» Directions for this task: List each line in the items below that contains the string "instances".

───── Data for processing ─────

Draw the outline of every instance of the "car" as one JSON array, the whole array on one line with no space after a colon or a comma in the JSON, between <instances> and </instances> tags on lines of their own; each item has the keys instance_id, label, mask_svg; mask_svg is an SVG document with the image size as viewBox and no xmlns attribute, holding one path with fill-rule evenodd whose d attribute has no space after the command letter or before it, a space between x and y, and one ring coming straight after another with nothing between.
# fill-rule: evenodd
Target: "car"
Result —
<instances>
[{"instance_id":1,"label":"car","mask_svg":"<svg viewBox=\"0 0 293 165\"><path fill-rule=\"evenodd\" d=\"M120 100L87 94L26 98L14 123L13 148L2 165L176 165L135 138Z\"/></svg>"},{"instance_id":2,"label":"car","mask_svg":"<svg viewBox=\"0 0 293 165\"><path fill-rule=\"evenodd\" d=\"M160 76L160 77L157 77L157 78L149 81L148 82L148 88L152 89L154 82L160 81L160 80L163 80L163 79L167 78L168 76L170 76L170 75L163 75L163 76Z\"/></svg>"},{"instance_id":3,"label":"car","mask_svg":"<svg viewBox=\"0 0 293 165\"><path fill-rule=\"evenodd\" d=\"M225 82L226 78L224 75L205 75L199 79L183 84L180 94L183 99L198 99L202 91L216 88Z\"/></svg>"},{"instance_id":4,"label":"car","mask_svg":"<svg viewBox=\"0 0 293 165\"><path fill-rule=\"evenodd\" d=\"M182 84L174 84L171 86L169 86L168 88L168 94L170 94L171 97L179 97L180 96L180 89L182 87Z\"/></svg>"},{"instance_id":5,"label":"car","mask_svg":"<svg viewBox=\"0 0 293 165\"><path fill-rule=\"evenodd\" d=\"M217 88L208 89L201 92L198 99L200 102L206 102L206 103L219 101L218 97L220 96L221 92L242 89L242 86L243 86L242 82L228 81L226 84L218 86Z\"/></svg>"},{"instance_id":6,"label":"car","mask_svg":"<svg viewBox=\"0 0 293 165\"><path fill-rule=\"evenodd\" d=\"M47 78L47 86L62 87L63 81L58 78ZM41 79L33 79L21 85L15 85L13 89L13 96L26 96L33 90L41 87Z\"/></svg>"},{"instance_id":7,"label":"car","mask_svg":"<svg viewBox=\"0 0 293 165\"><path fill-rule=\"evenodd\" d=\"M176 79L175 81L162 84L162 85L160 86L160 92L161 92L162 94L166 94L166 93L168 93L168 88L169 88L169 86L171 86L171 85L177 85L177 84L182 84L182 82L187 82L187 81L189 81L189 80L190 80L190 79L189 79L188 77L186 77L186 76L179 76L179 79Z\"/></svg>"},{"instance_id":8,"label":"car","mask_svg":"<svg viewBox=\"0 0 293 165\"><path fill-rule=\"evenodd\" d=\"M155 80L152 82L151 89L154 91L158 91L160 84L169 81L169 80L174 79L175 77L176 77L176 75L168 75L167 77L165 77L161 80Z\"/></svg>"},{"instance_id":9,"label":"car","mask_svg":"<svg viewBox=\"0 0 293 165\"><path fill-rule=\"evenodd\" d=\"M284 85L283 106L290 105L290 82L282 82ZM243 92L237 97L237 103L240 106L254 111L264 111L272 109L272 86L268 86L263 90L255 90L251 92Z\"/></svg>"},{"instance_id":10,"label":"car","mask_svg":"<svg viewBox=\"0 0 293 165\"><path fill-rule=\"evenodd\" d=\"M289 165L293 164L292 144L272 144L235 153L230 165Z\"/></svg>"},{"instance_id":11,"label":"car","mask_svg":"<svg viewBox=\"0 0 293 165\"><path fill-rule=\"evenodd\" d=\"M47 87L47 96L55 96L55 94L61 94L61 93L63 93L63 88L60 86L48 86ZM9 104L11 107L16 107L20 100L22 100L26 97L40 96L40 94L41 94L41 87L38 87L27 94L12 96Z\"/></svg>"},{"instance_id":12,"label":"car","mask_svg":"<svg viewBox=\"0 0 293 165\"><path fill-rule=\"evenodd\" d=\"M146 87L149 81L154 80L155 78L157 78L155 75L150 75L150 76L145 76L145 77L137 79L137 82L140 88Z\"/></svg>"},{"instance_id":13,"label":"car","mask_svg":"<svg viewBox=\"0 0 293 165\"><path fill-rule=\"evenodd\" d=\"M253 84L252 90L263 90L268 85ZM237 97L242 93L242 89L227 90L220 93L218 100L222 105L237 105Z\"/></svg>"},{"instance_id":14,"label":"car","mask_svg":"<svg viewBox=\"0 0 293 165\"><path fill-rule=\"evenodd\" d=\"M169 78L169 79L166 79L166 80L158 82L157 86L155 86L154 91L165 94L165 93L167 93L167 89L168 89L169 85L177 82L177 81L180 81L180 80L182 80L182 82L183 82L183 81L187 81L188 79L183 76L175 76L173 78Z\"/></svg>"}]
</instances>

─────

» Exercise response:
Draw the outline of every instance of the "car" as one JSON array, the whole array on one line with no space after a colon or a comma in the JSON, between <instances> and </instances> tags on lines of their own; each item has the keys instance_id, label, mask_svg; mask_svg is an SVG document with the image size as viewBox and no xmlns attribute, holding one path with fill-rule evenodd whose d attribute has no space after the command letter or before it, a space between x and y, and one ring coming straight after another with nothing between.
<instances>
</instances>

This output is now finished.